:: Position annotation lines ::
'''
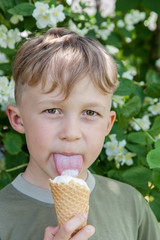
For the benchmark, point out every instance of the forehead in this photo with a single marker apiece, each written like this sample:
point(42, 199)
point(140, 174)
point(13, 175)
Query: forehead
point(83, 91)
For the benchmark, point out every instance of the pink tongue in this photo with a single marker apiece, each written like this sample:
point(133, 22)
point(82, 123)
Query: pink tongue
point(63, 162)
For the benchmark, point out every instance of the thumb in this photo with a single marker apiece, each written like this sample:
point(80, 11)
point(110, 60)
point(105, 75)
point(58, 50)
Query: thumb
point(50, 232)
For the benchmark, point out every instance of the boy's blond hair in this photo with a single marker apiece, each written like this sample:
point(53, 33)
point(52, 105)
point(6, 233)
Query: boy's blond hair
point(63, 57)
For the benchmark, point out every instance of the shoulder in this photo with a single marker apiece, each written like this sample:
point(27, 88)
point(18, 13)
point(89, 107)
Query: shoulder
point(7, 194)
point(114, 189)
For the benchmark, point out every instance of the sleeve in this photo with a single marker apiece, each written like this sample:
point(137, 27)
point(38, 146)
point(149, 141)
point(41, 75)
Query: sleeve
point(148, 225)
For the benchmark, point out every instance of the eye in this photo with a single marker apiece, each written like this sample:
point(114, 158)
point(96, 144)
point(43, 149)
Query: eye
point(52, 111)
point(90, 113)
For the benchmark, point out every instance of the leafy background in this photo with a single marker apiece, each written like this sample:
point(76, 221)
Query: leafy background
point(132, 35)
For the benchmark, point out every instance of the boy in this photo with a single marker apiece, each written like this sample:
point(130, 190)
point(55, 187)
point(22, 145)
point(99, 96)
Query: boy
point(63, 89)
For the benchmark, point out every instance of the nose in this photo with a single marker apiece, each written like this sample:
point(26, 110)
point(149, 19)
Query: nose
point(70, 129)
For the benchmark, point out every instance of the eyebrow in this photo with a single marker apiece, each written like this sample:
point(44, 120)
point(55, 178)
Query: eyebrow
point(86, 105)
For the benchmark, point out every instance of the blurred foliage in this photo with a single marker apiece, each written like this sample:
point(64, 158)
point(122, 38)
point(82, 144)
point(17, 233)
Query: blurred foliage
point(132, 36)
'''
'''
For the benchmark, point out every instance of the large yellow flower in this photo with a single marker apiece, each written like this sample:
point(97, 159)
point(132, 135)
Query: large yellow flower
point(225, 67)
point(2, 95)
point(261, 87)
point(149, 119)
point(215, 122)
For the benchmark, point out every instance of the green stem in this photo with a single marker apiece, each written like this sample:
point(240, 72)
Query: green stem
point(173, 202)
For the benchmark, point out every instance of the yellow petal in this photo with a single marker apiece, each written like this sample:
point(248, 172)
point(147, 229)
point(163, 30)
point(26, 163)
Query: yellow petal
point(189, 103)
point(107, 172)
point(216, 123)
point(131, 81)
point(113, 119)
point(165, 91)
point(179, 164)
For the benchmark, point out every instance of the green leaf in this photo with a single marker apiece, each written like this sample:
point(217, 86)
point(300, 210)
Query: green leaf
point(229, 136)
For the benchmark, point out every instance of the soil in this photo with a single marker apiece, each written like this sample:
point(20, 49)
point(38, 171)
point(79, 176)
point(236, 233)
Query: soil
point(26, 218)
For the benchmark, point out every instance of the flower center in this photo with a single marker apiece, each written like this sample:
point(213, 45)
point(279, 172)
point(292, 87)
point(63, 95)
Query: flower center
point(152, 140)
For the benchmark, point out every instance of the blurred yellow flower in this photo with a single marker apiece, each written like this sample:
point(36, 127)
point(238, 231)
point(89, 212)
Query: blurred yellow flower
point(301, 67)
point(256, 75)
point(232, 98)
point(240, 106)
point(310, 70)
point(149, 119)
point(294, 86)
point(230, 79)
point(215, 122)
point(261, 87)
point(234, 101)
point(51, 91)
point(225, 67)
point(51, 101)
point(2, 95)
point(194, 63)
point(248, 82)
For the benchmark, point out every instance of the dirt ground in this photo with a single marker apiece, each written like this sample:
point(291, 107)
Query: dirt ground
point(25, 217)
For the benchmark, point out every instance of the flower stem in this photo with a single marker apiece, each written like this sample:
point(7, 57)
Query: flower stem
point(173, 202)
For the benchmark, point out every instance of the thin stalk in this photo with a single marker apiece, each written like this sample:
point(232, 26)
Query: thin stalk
'''
'''
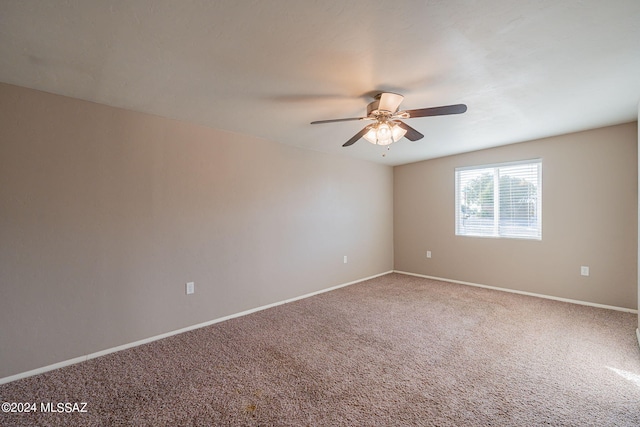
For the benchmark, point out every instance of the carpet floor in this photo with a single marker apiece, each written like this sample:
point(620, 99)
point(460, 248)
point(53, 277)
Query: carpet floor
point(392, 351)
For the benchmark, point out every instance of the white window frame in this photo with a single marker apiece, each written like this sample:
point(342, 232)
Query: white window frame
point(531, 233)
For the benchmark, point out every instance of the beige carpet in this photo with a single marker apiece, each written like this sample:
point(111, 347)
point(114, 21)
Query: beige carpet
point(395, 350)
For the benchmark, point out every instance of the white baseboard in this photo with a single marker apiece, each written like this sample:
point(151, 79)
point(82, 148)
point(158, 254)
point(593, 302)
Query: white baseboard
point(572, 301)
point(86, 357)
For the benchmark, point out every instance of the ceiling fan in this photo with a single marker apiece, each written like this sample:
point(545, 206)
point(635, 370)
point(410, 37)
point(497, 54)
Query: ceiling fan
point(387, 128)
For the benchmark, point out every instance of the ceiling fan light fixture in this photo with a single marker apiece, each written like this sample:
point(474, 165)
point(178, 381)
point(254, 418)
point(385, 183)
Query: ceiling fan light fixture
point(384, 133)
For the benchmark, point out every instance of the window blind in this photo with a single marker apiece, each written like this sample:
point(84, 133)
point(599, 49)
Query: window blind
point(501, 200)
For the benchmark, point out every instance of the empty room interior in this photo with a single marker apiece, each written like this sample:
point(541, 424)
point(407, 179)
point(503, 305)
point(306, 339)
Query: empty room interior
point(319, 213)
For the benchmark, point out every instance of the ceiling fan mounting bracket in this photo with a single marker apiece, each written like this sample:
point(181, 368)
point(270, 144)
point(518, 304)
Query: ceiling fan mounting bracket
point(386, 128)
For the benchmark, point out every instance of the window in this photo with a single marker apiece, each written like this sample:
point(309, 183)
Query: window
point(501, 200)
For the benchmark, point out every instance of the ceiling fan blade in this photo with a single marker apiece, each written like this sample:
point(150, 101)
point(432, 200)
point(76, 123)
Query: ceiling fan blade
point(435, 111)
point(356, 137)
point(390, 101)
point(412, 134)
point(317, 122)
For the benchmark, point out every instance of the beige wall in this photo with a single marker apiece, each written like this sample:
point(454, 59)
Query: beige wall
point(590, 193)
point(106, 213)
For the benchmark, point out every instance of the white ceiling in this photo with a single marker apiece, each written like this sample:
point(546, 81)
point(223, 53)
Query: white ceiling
'''
:: What to work on ::
Repeat the lines word for word, from the line containing "For the benchmark, point out every instance of the window in" down to the line containing "Query: white ceiling", with both of those lines included.

:: Solution for this exercise ::
For the benchmark, point out every instance of the window in this photo with a single marker apiece, each written like this sample:
point(309, 183)
Query: window
point(501, 200)
For the benchmark, point out every instance of the ceiling fan blade in this photo with a single marker apiece, each written like this sample:
point(150, 101)
point(432, 200)
point(76, 123)
Query: ceiling fan blade
point(435, 111)
point(356, 137)
point(390, 101)
point(412, 134)
point(317, 122)
For the benchmark, point out every instance of the beige wall in this photo with a single marker apiece, each written like this sample:
point(454, 59)
Query: beige wall
point(590, 193)
point(106, 213)
For the benchmark, point out every instance of the white ceiling in this photo with a single marker apiece, each written like this sample:
point(546, 81)
point(223, 53)
Query: white ceiling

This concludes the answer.